**Exercise requirements**
1. According to the Salomon S3 bindings thread, what is the most that snowklinger advises paying for the bindings?
2. From the Salomon S3 bindings thread, duplicate the passage starting at "# SALOMON S3" and ending at "opinions on them?".
3. Go on with the Salomon S3 bindings forum thread from the point where it stops.

**Source extract**
# SALOMON S3 BINDINGS: Opinion needed?



## Rebekah Kim (Jan 24, 2018)

I'm planning to buy brand new *Salomon S3 bindings* from someone (they're unused) from 2016. 
But i can't seem to find reviews/forums on them online.
Any opinions on them?


----------



## Bataleon85 (Apr 29, 2017)

General consensus on a few review sites seems to be that they're a decent beginner binding. I can't seem to find the year on them, but they seem a bit... Antiquated. You absolutely sure they're 2016? Just from looking at them, they look like early 2000s vintage. Some other sites I found them on, they were being reviewed alongside some very obvious 2000ish boards. Could be a throwback aesthetic type of thing, but those don't look like anything I've ever seen by Salomon in recent years. I would also think it'd be easier to find info on something only a couple seasons old. Seems questionable to me.


----------



## snowklinger (Aug 30, 2011)

dont pay more than 50 bucks imo, thats a very cheap binding new.


----------



## timmytard (Mar 19, 2009)

Bataleon85 said:


> General consensus on a few review sites seems to be that they're a decent beginner binding. I can't seem to find the year on them, but they seem a bit... Antiquated. You absolutely sure they're 2016? Just from looking at them, they look like early 2000s vintage. Some other sites I found them on, they were being reviewed alongside some very obvious 2000ish boards. Could be a throwback aesthetic type of thing, but those don't look like anything I've ever seen by Salomon in recent years. I would also think it'd be easier to find info on something only a couple seasons old. Seems questionable to me.


Yup, those are old ass bindings.

Never tried em before, not saying they're bad.

**Dataset excerpt**
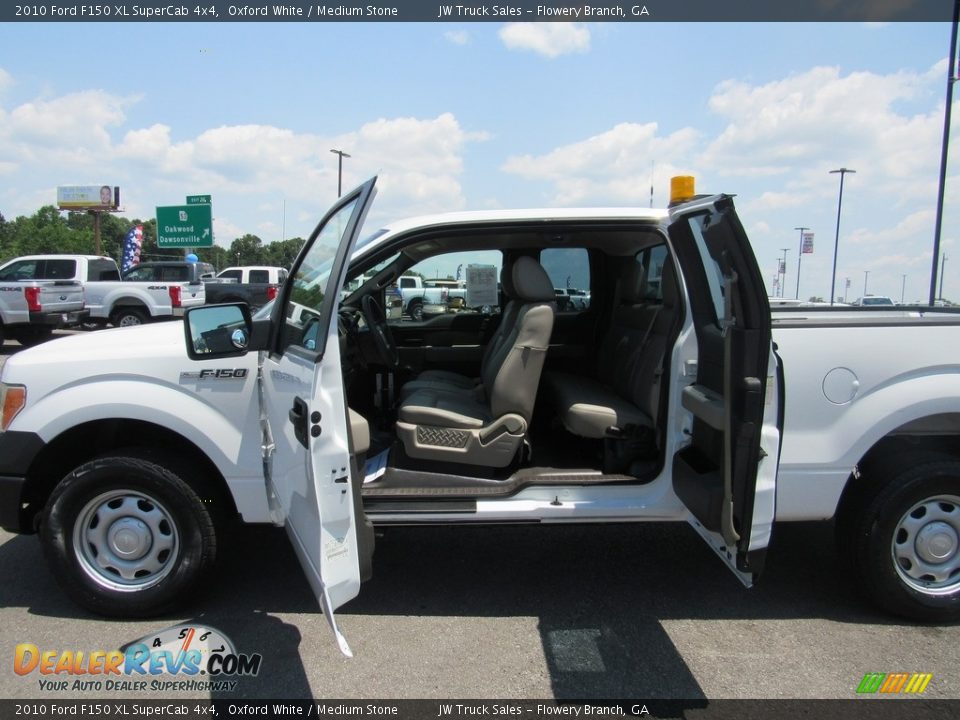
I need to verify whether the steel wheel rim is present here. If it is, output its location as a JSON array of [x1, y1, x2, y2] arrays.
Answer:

**The answers**
1. No more than 50 bucks.

2.
# SALOMON S3 BINDINGS: Opinion needed?



## Rebekah Kim (Jan 24, 2018)

I'm planning to buy brand new *Salomon S3 bindings* from someone (they're unused) from 2016. 
But i can't seem to find reviews/forums on them online.
Any opinions on them?

3.
But old yes, they are that.


TT


----------



## Bataleon85 (Apr 29, 2017)

timmytard said:


> Yup, those are old ass bindings.
> 
> Never tried em before, not saying they're bad.
> But old yes, they are that.
> ...


The first giveaway was the toe strap. Nobody makes over the boot anymore. 

Sent from my SM-G935T using Tapatalk


----------



## vuong (Feb 1, 2018)

I had a pair of these a while ago, they're from 2001 ish. As someone said before, they're ok for beginners.


----------



## lab49232 (Sep 13, 2011)

2016? HAHAHA There's a special place in hell for people who blatantly lie about the product they're selling to try and take advantage of uninformed consumers. But then again it's morally wrong to let a sucker keep their money so...


----------



## linvillegorge (Jul 6, 2009)

The only fair price for those bindings is free.


----------



## thirtytwoBelow (Oct 10, 2018)

does anyone know what is the flex rating for these bindings?


----------



## KPJD (Dec 27, 2020)

Rebekah Kim said:


> I'm planning to buy brand new *Salomon S3 bindings* from someone (they're unused) from 2016.
> But i can't seem to find reviews/forums on them online.
> Any opinions on them?


They aren't worth much and like most have said are probably from early 2000s but I have a pair and they are the best bindings I have ever used. I have had a pair of Burton bindings and a pair of Forum bindings over the years. Both had issues at different times but the Salomons have never failed me I still ride then now in 2020.


----------



## WigMar (Mar 17, 2019)

This thread is pretty old. I'm sure the OP has sorted out their bindings by now. Glad to hear those are still reliable for you. Being comfortable with your equipment is important, but if you're still riding these bindings there's probably performance gains to be found in more modern equipment.


----------



## KPJD (Dec 27, 2020)

WigMar said:


> This thread is pretty old. I'm sure the OP has sorted out their bindings by now. Glad to hear those are still reliable for you. Being comfortable with your equipment is important, but if you're still riding these bindings there's probably performance gains to be found in more modern equipment.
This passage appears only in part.